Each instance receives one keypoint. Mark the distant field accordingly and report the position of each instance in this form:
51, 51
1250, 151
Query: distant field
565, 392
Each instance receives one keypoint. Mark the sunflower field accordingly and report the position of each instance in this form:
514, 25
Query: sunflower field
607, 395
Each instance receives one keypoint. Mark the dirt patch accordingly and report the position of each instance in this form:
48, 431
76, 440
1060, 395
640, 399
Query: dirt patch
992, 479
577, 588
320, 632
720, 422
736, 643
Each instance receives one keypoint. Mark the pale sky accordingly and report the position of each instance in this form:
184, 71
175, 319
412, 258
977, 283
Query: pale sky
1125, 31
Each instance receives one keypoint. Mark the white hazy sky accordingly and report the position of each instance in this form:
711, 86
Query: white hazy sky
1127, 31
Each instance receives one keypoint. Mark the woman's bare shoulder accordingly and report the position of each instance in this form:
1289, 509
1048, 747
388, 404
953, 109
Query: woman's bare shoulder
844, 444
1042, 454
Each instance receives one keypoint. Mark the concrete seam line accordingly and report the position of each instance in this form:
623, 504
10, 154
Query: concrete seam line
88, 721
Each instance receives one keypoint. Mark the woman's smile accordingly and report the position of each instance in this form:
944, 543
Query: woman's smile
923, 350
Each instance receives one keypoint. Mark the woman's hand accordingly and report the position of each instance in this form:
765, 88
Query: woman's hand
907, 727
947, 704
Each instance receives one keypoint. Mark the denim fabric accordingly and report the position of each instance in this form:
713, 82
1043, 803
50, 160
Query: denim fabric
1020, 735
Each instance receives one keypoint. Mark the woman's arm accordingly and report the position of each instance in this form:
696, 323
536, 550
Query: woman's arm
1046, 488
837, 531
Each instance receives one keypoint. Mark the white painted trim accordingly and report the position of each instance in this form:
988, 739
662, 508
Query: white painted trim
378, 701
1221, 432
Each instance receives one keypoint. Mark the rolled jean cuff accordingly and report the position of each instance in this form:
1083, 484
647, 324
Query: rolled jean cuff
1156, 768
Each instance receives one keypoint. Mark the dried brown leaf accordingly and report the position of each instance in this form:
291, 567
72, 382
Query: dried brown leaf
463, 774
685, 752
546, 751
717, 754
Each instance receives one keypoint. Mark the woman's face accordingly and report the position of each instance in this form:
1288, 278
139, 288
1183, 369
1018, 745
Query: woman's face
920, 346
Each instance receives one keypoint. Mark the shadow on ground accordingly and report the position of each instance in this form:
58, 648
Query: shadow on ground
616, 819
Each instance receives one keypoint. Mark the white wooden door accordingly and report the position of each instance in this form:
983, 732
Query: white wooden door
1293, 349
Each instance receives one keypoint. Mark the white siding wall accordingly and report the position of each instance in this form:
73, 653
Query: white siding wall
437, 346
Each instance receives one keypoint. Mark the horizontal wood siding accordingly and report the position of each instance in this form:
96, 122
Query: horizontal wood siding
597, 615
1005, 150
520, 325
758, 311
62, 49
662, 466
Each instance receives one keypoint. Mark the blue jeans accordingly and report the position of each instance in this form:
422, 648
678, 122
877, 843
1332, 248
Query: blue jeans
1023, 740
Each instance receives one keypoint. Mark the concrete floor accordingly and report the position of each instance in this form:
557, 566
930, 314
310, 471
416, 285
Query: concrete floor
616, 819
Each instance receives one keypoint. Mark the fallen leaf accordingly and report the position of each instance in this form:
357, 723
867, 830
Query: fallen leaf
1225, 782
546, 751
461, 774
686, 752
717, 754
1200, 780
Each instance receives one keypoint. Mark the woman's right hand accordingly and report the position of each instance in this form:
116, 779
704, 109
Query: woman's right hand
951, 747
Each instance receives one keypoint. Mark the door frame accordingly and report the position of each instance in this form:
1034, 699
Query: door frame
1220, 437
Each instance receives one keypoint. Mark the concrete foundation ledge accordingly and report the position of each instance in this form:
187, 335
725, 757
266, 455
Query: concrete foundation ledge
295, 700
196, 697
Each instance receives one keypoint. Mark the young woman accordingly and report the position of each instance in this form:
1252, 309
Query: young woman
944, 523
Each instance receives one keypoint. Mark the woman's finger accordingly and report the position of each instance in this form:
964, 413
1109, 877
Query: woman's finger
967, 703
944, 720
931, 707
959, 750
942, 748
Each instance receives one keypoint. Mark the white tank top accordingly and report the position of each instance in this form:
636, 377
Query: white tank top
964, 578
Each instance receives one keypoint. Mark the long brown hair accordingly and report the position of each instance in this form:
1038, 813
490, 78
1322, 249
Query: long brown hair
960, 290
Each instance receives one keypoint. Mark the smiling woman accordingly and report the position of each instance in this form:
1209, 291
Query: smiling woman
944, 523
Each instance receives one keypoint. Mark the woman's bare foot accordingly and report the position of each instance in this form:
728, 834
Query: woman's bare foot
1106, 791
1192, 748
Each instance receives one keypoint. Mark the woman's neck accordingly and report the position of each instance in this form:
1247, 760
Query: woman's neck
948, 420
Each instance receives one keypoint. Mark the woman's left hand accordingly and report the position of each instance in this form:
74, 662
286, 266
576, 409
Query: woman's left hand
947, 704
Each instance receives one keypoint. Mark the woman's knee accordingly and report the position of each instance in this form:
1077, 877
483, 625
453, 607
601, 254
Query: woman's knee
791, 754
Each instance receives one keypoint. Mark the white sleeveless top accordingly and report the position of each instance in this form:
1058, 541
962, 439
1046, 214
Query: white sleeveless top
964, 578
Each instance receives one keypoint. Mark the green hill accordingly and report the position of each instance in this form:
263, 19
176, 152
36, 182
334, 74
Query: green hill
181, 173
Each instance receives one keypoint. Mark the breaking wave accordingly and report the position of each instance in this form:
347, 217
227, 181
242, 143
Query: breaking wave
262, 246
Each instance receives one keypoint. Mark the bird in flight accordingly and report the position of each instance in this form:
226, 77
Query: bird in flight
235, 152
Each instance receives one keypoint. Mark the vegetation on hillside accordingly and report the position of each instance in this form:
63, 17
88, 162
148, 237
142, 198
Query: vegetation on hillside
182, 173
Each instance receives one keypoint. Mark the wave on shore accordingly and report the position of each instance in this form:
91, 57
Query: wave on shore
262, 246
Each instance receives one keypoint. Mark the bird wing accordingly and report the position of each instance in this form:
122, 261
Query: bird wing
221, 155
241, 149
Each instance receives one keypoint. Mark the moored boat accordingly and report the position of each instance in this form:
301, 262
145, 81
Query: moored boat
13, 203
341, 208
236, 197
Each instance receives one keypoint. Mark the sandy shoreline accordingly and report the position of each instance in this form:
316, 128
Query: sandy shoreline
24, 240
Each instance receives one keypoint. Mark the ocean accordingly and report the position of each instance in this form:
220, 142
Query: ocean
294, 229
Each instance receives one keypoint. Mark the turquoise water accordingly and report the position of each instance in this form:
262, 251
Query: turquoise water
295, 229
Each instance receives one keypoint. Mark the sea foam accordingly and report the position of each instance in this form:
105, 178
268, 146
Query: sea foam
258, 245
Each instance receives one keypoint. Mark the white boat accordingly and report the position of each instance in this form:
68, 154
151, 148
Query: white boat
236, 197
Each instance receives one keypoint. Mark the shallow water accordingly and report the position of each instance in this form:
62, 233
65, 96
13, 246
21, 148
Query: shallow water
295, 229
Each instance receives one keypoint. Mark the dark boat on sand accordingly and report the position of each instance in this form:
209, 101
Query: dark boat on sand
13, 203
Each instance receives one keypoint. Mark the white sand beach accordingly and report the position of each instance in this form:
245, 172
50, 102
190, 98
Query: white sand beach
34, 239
○ ○ ○ ○ ○
**PROBLEM REQUIREMENTS:** Provide a faithful, complete copy of the entries above.

**FINISHED TASK:**
Each instance receives one keypoint. Mark the distant field accordingly and report the position of each instance in this form:
51, 51
1250, 151
Query: distant field
565, 392
Each instance receives one keypoint. Mark the sunflower field accordingly and report the position of each instance in this form:
514, 25
Query: sunflower field
607, 395
Each instance receives one keypoint. Mark the dirt patch accordingly and report the position of each instance in this form:
48, 431
76, 440
1060, 395
640, 399
Query: dirt patch
992, 479
577, 588
320, 632
720, 422
736, 643
Each instance receives one keypoint. Mark the pale sky accordingly and report the position of each instance in this form:
184, 71
175, 319
412, 258
977, 283
Query: pale sky
1125, 31
Each instance receives one keypoint. Mark the white hazy sky accordingly and report the position of each instance in this form:
711, 86
Query: white hazy sky
1127, 31
Each instance receives one keypoint. Mark the woman's bare shoulder accordingly and report the position of each instance in this form:
1289, 509
1048, 747
388, 404
953, 109
Query: woman's bare shoulder
844, 444
1042, 454
Each instance receives one keypoint. Mark the concrete seam line accordingly and report the position of each instance in this form:
623, 504
10, 154
Query: concrete seam line
88, 721
Each instance receives one keypoint. Mark the woman's smile accordingly and report the position of each instance in this form:
944, 543
Query: woman's smile
923, 350
Each instance receives one keypoint. Mark the woman's hand accordingly and report the position of each instance in this form:
765, 88
Query: woman's hand
907, 727
947, 704
Each instance receives one keypoint. Mark the denim fabric accordingly and report the position of each instance in this form:
713, 82
1043, 803
50, 160
Query: denim fabric
1020, 735
Each instance receives one keypoint. Mark the woman's arm accordingly and report the position of each instance in this form:
696, 323
536, 550
Query: woman's arm
1046, 488
837, 531
Each instance receives one keypoint. Mark the white painted trim accordingly and report the position of each instance in this form:
988, 739
662, 508
Query: white painted trim
378, 701
1221, 432
Each instance receives one keypoint. Mark the rolled jean cuff accordingly and report the position of each instance in this form:
1083, 484
647, 324
Query: rolled jean cuff
1156, 768
Each instance receives one keypoint. Mark the dried brown leaf accordingly and report the position of each instance in this form:
291, 567
72, 382
Query: dried brown leaf
463, 774
685, 752
546, 751
717, 754
Each instance receives one keypoint. Mark the woman's face accordingly and report the position of each instance in this form:
1288, 278
139, 288
1183, 369
1018, 745
Query: woman's face
920, 346
Each instance receives one keypoint. Mark the shadow on ground accordingly and report the position of each instance in this form:
58, 648
Query: shadow on ground
616, 819
Each instance receives one keypoint. Mark the white wooden door accordingly and report the position of each instance in this form:
983, 732
Query: white wooden door
1293, 349
Each instance receives one keypoint. Mark the white siding wall accordingly and report the position of each instance in this form:
73, 653
Query: white siding wall
437, 346
Each instance receives one keypoint. Mark the horizontal wood siding accordingly and report the position of each instance in this form:
96, 122
Query: horizontal wood siding
597, 615
1005, 150
520, 325
758, 311
62, 49
662, 466
Each instance receives one keypoint. Mark the blue jeans accordingly and report the position of each instance in this form:
422, 648
678, 122
877, 843
1332, 248
Query: blue jeans
1023, 740
Each instance receives one keypoint. Mark the concrete floor accordingly and report the position of each instance in this form:
557, 566
930, 314
310, 471
416, 285
Query: concrete floor
616, 819
Each instance receives one keypoint. Mark the fallen leaf accordingly and report the position of each instance in this form:
357, 723
867, 830
Query: fallen leaf
1225, 782
546, 751
461, 774
686, 752
717, 754
1200, 780
Each instance receives one keypoint. Mark the woman's right hand accordingly and report the position of each instance in this form:
116, 779
704, 109
Query: woman's right hand
951, 747
Each instance receives one keypoint. Mark the door frame accordingly and report the position of each instance in this form:
1034, 699
Query: door frame
1220, 437
Each instance receives one keypoint. Mark the concrete foundation ledge accordingly and report the position of each instance in this form:
187, 335
725, 757
266, 455
Query: concrete foundation ledge
295, 700
196, 697
Each instance receives one keypoint. Mark the young woman accordingly and report the position of each instance in this form:
1252, 309
Query: young woman
944, 523
Each instance receives one keypoint. Mark the woman's finger accordingly and report the position of each instance in this form:
964, 413
1109, 877
Query: woman's finger
967, 703
944, 720
931, 707
959, 750
942, 748
Each instance receives one keypoint. Mark the white tank top accordingly and report the position of each instance in this form:
636, 377
Query: white tank top
964, 578
Each instance receives one keypoint. Mark the long brown hair accordingly and report the position of each instance in this form:
1038, 813
490, 78
1322, 249
Query: long brown hair
960, 290
Each instance receives one keypoint. Mark the smiling woman accordingly and report the position of each instance in this form:
1209, 291
Query: smiling woman
944, 523
Each instance receives one keypoint. Mark the woman's bare foot accordingly and report the position of each instance in this form:
728, 834
Query: woman's bare foot
1106, 791
1192, 748
Each instance receives one keypoint. Mark the woman's neck accordingly and report the position of each instance in this form:
1247, 760
Query: woman's neck
948, 420
Each instance receives one keypoint. Mark the woman's left hand accordingly and report the position of each instance in this form:
74, 662
286, 266
576, 409
Query: woman's left hand
947, 704
Each instance receives one keypoint. Mark the woman's knee accordingly and report the position of each instance in this form:
1077, 877
483, 625
453, 607
601, 254
Query: woman's knee
791, 754
Each instance receives one keypoint. Mark the white sleeveless top accordingly and report the position of each instance in this form:
1058, 541
962, 439
1046, 214
Query: white sleeveless top
964, 578
Each instance receives one keypoint. Mark the green hill accordingly and report the position of each instance in this form:
263, 19
176, 152
36, 182
334, 74
Query: green hill
181, 173
Each instance receives one keypoint. Mark the breaking wave accordingly and report the position of each instance in this form:
347, 217
227, 181
242, 143
Query: breaking wave
262, 246
Each instance receives one keypoint. Mark the bird in flight accordingly and report the position of each instance in this form:
226, 77
Query: bird in flight
235, 152
Each instance receives one keypoint. Mark the vegetation on hillside accordingly and report the position of each instance in this form:
63, 17
88, 162
148, 237
142, 198
Query: vegetation on hillside
182, 173
Each instance receives one keypoint. Mark the wave on shore accordingly and report the position of each instance in this form:
91, 57
Query: wave on shore
262, 246
Each instance receives one keypoint. Mark the bird wing accordingly and report the position of each instance in this form:
122, 261
Query: bird wing
221, 155
241, 149
Each instance receives one keypoint. Mark the moored boat accordingly and report the position of each instance in this form:
301, 262
145, 81
Query: moored boat
13, 203
341, 208
236, 197
Each instance receives one keypoint. Mark the sandy shoreline accordingly and report the position of each instance in this form:
316, 128
Query: sandy shoreline
24, 240
Each instance receives one keypoint. Mark the ocean accordingly and report the position of each instance in this form:
220, 142
Query: ocean
294, 229
Each instance receives one keypoint. Mark the turquoise water accordingly and report the position of each instance in this form:
262, 251
Query: turquoise water
295, 229
Each instance receives one keypoint. Mark the sea foam accordingly and report the position of each instance in this form:
105, 178
268, 146
Query: sea foam
258, 245
Each instance receives one keypoint. Mark the white boat accordingly and report the position of each instance in this form:
68, 154
151, 148
Query: white boat
236, 197
Each instance receives one keypoint. Mark the shallow water accordingly and report the position of each instance in this form:
62, 233
65, 96
13, 246
21, 148
Query: shallow water
295, 229
Each instance receives one keypoint. Mark the dark boat on sand accordingly and report the position of each instance in this form:
209, 101
Query: dark boat on sand
13, 203
Each instance receives one keypoint. Mark the white sand beach accordingly and report the position of each instance in this form:
245, 172
50, 102
190, 98
Query: white sand beach
34, 239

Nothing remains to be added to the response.